*Задания*:
#1 Ответьте по отрывку из воспоминаний работорговца:
(a) Кто приказал своим людям удалиться с корабля?
(b) Кем служил отец рассказчика?
(c) Кому и куда было адресовано письмо с печатью из зеленого воска?
#2 Продолжите отрывок из воспоминаний работорговца с того места, где он заканчивается.

*Отрывок*:

--

Через сутки или более на борт поднялась толпа негров и стала грабить корабль. Кроу, оставленный охранять корабль, уложил свои вещи на бимсы и, обеспечив себя множеством шестифунтовых зарядов для самозащиты, стойко отражал все попытки сбить его с позиции, пока не появился вождь Пеппль и не приказал своим людям удалиться. Это спасло Кроу, который потом совершил переход в Кингстон и оттуда добрался до Ливерпуля.
Глава 11
ВОСПОМИНАНИЯ РАБОТОРГОВЦА
«Я никогда не видел отца[29]
. Он был моряком, помощником капитана на каботажном судне. Отец пропал без вести через четыре месяца после женитьбы на моей матери – дочери прядильщика одной из хлопковых фабрик Стокфорда в Англии. Помню только ее и комнату, полную странных людей, красный кожаный ящик и мужчину рядом с ним, который говорил громким голосом. Затем гнетущая прогулка под дождем к полю, где несколько человек только что закончили рыть яму в земле. Затем я жил в работном доме Стокфорда, пока однажды не пришел хозяин со смуглолицым чужаком и не сказал: «Смотри внимательно, парень, и ты увидишь своего дядю!» Я «вгляделся внимательно» и увидел мужчину около тридцати лет, небрежно одетого в матросскую форму и широкополую шляпу из пальмовых листьев, в ушах – золотые серьги, из кармашка свешивается брелок от массивных золотых часов. Этот персонаж, выглядевший сановито, поговорил со мной по-доброму, дал мне несколько монет в полпенса, сказал, чтобы я не терял бодрости духа и старался держаться как мужчина. Затем он ушел с хозяином, мистером Крампом. Он больше не появлялся в работном доме, но мне сказали, что он оставил мне немного денег у смотрителей прихода и обещал заботиться обо мне, пока я не вырасту.Однажды, когда мне исполнилось двенадцать лет, пришел вызов явиться к смотрителям, троим тучным, румяным мужчинам в напудренных париках. Они сидели за покрытым зеленой скатертью столом, на котором перед ними лежали табакерки. После того как хозяин привел меня, грубо держа за руку, в их жуткое присутствие, самый старый из них сказал: «Филип Дрейк, тебе хотелось бы поехать к твоему дяде?» – «Конечно», – с радостью произнес я. Через несколько дней я быстро собрался на заре, чтобы ехать десять миль к морскому порту, откуда судно-угольщик отправлялось к побережью Уэльса на перехват покинувшего Холихед ирландского корабля с эмигрантами. На мне были новые кожаные грубые башмаки, вельветовые бриджи, шляпа из натуральной кожи. Я нес связку одежды в старом спиталфилдском платке. Глубоко в кармане лежало письмо, внушительность которому придавала печать из зеленого воска. Оно было адресовано «Морису Хальтеру, Бостон, США», где мне предстояло жить.

--

Сохраненные записи данных
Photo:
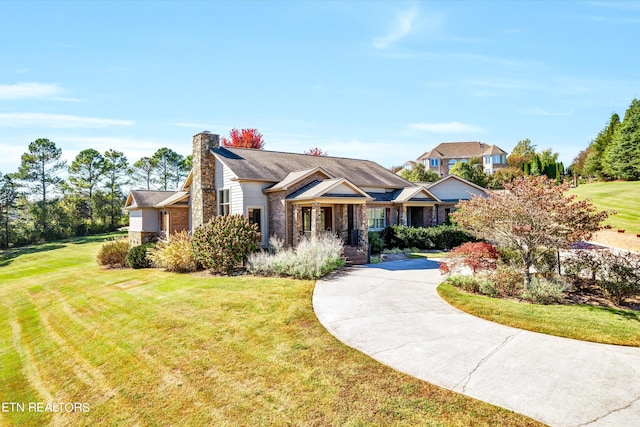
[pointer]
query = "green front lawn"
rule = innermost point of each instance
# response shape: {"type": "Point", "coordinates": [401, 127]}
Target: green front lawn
{"type": "Point", "coordinates": [581, 322]}
{"type": "Point", "coordinates": [144, 347]}
{"type": "Point", "coordinates": [621, 196]}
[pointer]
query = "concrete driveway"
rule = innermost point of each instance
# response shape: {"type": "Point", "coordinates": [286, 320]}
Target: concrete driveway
{"type": "Point", "coordinates": [392, 312]}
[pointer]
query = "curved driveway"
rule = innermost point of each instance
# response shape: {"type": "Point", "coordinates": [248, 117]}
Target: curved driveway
{"type": "Point", "coordinates": [392, 312]}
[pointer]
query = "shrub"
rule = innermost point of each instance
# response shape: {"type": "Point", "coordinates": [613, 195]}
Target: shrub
{"type": "Point", "coordinates": [616, 272]}
{"type": "Point", "coordinates": [224, 242]}
{"type": "Point", "coordinates": [510, 257]}
{"type": "Point", "coordinates": [543, 291]}
{"type": "Point", "coordinates": [113, 253]}
{"type": "Point", "coordinates": [507, 281]}
{"type": "Point", "coordinates": [174, 255]}
{"type": "Point", "coordinates": [488, 288]}
{"type": "Point", "coordinates": [478, 256]}
{"type": "Point", "coordinates": [376, 243]}
{"type": "Point", "coordinates": [547, 263]}
{"type": "Point", "coordinates": [440, 237]}
{"type": "Point", "coordinates": [447, 237]}
{"type": "Point", "coordinates": [313, 258]}
{"type": "Point", "coordinates": [137, 256]}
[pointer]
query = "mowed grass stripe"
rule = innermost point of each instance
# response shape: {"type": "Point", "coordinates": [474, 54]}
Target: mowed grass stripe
{"type": "Point", "coordinates": [184, 350]}
{"type": "Point", "coordinates": [621, 196]}
{"type": "Point", "coordinates": [114, 351]}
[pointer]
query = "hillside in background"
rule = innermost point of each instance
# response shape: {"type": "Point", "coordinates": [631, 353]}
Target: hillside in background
{"type": "Point", "coordinates": [621, 196]}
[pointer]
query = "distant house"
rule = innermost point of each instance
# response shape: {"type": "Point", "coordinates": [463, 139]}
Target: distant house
{"type": "Point", "coordinates": [442, 158]}
{"type": "Point", "coordinates": [292, 195]}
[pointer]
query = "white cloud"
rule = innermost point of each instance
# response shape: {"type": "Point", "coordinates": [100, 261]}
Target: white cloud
{"type": "Point", "coordinates": [449, 127]}
{"type": "Point", "coordinates": [403, 25]}
{"type": "Point", "coordinates": [30, 90]}
{"type": "Point", "coordinates": [57, 121]}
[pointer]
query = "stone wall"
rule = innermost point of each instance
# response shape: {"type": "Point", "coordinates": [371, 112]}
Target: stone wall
{"type": "Point", "coordinates": [203, 191]}
{"type": "Point", "coordinates": [281, 213]}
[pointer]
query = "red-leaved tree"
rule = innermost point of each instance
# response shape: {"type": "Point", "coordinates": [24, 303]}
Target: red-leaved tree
{"type": "Point", "coordinates": [478, 256]}
{"type": "Point", "coordinates": [245, 138]}
{"type": "Point", "coordinates": [315, 151]}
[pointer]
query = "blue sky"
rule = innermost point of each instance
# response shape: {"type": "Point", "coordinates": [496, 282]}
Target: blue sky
{"type": "Point", "coordinates": [383, 80]}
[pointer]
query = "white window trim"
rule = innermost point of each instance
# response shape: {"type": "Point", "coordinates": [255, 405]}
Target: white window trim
{"type": "Point", "coordinates": [220, 204]}
{"type": "Point", "coordinates": [384, 218]}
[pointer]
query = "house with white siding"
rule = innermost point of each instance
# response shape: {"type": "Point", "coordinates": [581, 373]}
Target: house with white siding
{"type": "Point", "coordinates": [293, 195]}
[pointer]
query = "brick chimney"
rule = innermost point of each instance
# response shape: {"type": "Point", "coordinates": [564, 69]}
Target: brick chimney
{"type": "Point", "coordinates": [203, 187]}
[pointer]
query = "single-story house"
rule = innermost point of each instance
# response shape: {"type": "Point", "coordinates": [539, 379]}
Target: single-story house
{"type": "Point", "coordinates": [291, 195]}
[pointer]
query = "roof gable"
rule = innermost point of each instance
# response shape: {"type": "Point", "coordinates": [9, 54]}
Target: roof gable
{"type": "Point", "coordinates": [461, 150]}
{"type": "Point", "coordinates": [138, 199]}
{"type": "Point", "coordinates": [452, 187]}
{"type": "Point", "coordinates": [337, 187]}
{"type": "Point", "coordinates": [417, 192]}
{"type": "Point", "coordinates": [297, 176]}
{"type": "Point", "coordinates": [274, 166]}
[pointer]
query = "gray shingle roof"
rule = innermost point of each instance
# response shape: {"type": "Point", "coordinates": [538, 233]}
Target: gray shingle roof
{"type": "Point", "coordinates": [274, 166]}
{"type": "Point", "coordinates": [462, 150]}
{"type": "Point", "coordinates": [148, 198]}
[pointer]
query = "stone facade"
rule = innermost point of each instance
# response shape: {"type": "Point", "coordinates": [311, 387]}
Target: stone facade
{"type": "Point", "coordinates": [203, 191]}
{"type": "Point", "coordinates": [137, 238]}
{"type": "Point", "coordinates": [281, 213]}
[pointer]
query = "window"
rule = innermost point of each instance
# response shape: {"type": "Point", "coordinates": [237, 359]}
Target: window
{"type": "Point", "coordinates": [377, 218]}
{"type": "Point", "coordinates": [163, 220]}
{"type": "Point", "coordinates": [224, 206]}
{"type": "Point", "coordinates": [255, 217]}
{"type": "Point", "coordinates": [306, 220]}
{"type": "Point", "coordinates": [326, 218]}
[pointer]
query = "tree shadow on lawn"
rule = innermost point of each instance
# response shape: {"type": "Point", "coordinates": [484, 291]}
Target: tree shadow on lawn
{"type": "Point", "coordinates": [8, 255]}
{"type": "Point", "coordinates": [627, 314]}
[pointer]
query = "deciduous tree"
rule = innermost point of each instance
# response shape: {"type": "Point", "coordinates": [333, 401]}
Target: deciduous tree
{"type": "Point", "coordinates": [245, 138]}
{"type": "Point", "coordinates": [143, 170]}
{"type": "Point", "coordinates": [533, 216]}
{"type": "Point", "coordinates": [169, 167]}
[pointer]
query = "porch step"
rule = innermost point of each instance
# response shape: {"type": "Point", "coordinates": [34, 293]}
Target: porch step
{"type": "Point", "coordinates": [354, 255]}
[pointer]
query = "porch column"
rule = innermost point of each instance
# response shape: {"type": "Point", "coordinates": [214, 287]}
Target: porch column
{"type": "Point", "coordinates": [297, 224]}
{"type": "Point", "coordinates": [403, 215]}
{"type": "Point", "coordinates": [315, 219]}
{"type": "Point", "coordinates": [364, 223]}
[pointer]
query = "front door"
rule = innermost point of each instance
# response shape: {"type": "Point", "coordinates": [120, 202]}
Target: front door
{"type": "Point", "coordinates": [326, 219]}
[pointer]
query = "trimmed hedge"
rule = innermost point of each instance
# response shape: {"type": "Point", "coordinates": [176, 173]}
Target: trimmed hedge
{"type": "Point", "coordinates": [440, 237]}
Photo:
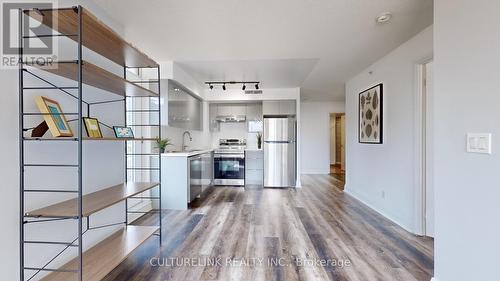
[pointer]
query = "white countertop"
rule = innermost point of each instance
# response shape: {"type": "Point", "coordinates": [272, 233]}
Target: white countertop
{"type": "Point", "coordinates": [185, 153]}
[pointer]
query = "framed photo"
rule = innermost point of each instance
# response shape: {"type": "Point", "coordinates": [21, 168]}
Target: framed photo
{"type": "Point", "coordinates": [255, 126]}
{"type": "Point", "coordinates": [54, 117]}
{"type": "Point", "coordinates": [122, 132]}
{"type": "Point", "coordinates": [92, 127]}
{"type": "Point", "coordinates": [370, 128]}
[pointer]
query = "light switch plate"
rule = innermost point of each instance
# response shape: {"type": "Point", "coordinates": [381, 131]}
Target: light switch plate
{"type": "Point", "coordinates": [479, 143]}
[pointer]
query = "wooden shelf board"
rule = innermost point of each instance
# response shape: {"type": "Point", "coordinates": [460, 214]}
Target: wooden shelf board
{"type": "Point", "coordinates": [90, 139]}
{"type": "Point", "coordinates": [98, 77]}
{"type": "Point", "coordinates": [102, 258]}
{"type": "Point", "coordinates": [120, 139]}
{"type": "Point", "coordinates": [96, 36]}
{"type": "Point", "coordinates": [93, 202]}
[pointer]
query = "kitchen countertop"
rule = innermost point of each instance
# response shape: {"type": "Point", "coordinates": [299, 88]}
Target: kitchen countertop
{"type": "Point", "coordinates": [185, 153]}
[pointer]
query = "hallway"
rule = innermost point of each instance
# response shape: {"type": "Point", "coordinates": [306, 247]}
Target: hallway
{"type": "Point", "coordinates": [317, 222]}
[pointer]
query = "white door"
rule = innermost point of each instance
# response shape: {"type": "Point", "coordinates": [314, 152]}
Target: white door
{"type": "Point", "coordinates": [429, 182]}
{"type": "Point", "coordinates": [342, 142]}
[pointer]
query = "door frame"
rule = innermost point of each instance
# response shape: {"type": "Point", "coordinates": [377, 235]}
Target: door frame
{"type": "Point", "coordinates": [422, 134]}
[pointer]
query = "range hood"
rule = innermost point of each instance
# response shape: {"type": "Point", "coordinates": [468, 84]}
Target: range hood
{"type": "Point", "coordinates": [230, 118]}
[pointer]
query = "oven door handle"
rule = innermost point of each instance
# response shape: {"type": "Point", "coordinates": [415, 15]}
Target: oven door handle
{"type": "Point", "coordinates": [227, 155]}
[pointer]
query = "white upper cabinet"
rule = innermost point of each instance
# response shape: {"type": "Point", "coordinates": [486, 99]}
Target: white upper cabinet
{"type": "Point", "coordinates": [254, 111]}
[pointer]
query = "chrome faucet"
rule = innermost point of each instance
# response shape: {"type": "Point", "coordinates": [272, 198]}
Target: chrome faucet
{"type": "Point", "coordinates": [184, 146]}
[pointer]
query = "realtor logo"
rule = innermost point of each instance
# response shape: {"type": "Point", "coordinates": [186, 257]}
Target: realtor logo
{"type": "Point", "coordinates": [37, 46]}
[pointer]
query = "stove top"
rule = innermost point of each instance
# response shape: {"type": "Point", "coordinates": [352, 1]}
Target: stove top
{"type": "Point", "coordinates": [231, 146]}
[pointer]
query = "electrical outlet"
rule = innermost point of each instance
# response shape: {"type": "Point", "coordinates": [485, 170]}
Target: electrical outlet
{"type": "Point", "coordinates": [479, 143]}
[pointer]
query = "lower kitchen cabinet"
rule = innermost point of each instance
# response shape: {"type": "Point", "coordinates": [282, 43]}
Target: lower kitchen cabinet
{"type": "Point", "coordinates": [254, 167]}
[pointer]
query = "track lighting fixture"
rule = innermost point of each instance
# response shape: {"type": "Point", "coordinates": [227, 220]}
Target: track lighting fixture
{"type": "Point", "coordinates": [223, 83]}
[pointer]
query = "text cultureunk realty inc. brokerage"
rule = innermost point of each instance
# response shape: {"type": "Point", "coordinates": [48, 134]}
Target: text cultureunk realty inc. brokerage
{"type": "Point", "coordinates": [247, 262]}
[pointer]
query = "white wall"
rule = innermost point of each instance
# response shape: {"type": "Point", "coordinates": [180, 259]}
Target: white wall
{"type": "Point", "coordinates": [94, 178]}
{"type": "Point", "coordinates": [382, 176]}
{"type": "Point", "coordinates": [467, 193]}
{"type": "Point", "coordinates": [315, 135]}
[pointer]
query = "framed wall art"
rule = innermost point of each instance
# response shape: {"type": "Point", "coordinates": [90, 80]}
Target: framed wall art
{"type": "Point", "coordinates": [54, 117]}
{"type": "Point", "coordinates": [122, 132]}
{"type": "Point", "coordinates": [370, 129]}
{"type": "Point", "coordinates": [92, 127]}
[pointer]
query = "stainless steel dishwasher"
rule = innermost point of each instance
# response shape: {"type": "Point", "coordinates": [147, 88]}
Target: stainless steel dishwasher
{"type": "Point", "coordinates": [195, 177]}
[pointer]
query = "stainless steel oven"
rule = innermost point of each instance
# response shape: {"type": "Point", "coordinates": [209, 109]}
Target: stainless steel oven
{"type": "Point", "coordinates": [229, 169]}
{"type": "Point", "coordinates": [229, 162]}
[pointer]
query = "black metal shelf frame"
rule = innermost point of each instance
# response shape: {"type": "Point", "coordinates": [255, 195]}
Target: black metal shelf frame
{"type": "Point", "coordinates": [24, 220]}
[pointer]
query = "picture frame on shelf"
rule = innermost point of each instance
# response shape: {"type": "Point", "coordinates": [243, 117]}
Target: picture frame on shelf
{"type": "Point", "coordinates": [54, 117]}
{"type": "Point", "coordinates": [370, 115]}
{"type": "Point", "coordinates": [122, 132]}
{"type": "Point", "coordinates": [92, 127]}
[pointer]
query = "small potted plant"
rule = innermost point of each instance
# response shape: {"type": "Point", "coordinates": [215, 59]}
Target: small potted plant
{"type": "Point", "coordinates": [162, 144]}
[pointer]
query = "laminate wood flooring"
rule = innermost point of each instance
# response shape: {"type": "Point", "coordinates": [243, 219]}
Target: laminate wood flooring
{"type": "Point", "coordinates": [313, 233]}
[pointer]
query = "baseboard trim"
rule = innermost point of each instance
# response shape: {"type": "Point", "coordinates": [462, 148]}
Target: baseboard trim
{"type": "Point", "coordinates": [358, 197]}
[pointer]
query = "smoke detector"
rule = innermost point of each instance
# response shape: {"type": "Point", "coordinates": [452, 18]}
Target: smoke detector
{"type": "Point", "coordinates": [384, 18]}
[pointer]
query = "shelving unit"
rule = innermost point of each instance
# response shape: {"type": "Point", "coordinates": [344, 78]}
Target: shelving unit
{"type": "Point", "coordinates": [87, 31]}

--

*Ответы на задания*:
#1
(a) Вождь Пеппль.
(b) Моряком, помощником капитана на каботажном судне.
(c) «Морису Хальтеру, Бостон, США».

#2
В холодное моросящее утро я пробирался вдоль влажного борта угольной баржи. На палубе, заполненной дрожащими мужчинами, женщинами и детьми моего возраста, меня толкали матросы, а поворот грузовой стрелы сбросил бы меня за борт, если бы я не смог отползти под укрытие позади штабеля перевязанных ящиков и бельевых корзин. Мое коричневое пальтишко промокло от дождя, а качка шлюпа вызвала у меня морскую болезнь задолго до того, как мы увидели свет маяка Англси и легли в дрейф у видавшего виды пакетбота с подветренной стороны от побережья Ирландии. Бот направлялся в Бостон Соединенных Штатов. Море штормило, вызывая суматоху и трудности в разгрузке углевоза. Но наконец это было сделано, и я с сорока другими английскими пауперами оказался в толпе около четырехсот ирландских эмигрантов на палубе корабля «Полли» из Уотерфорда под командой капитана Херринга.
С этого дня я испытал много трудностей и плохих рейсов, но мое первое знакомство с океаном на борту «Полли» стало незабываемым событием. Как ребенок, я не понимал, на каких условиях меня содержат, и в течение двух дней был совершенно лишен внимания кого-либо. Я заполз в темный угол у переборки и свернулся калачиком, положив голову на свой узелок. Корабельная качка вернула мою морскую болезнь, я испытывал напряжение и глотал воздух, полагая, что могу умереть в любой момент. Утром я не мог двигаться. Меня окружали эмигранты, некоторые из них неподвижно лежали, страдали от морской болезни, другие разговаривали, смеялись или спорили. Женщины готовили еду, старики курили трубки, а воздух был спертым и удушливым. Со всех сторон слышались ругань и стоны. После второго утра пути я потерял сознание и вскоре стал лихорадочно бредить. Если бы не помощь семьи бедняков, чья постель располагалась рядом с моим укромным уголком у переборки, на одного английского сироту стало бы меньше.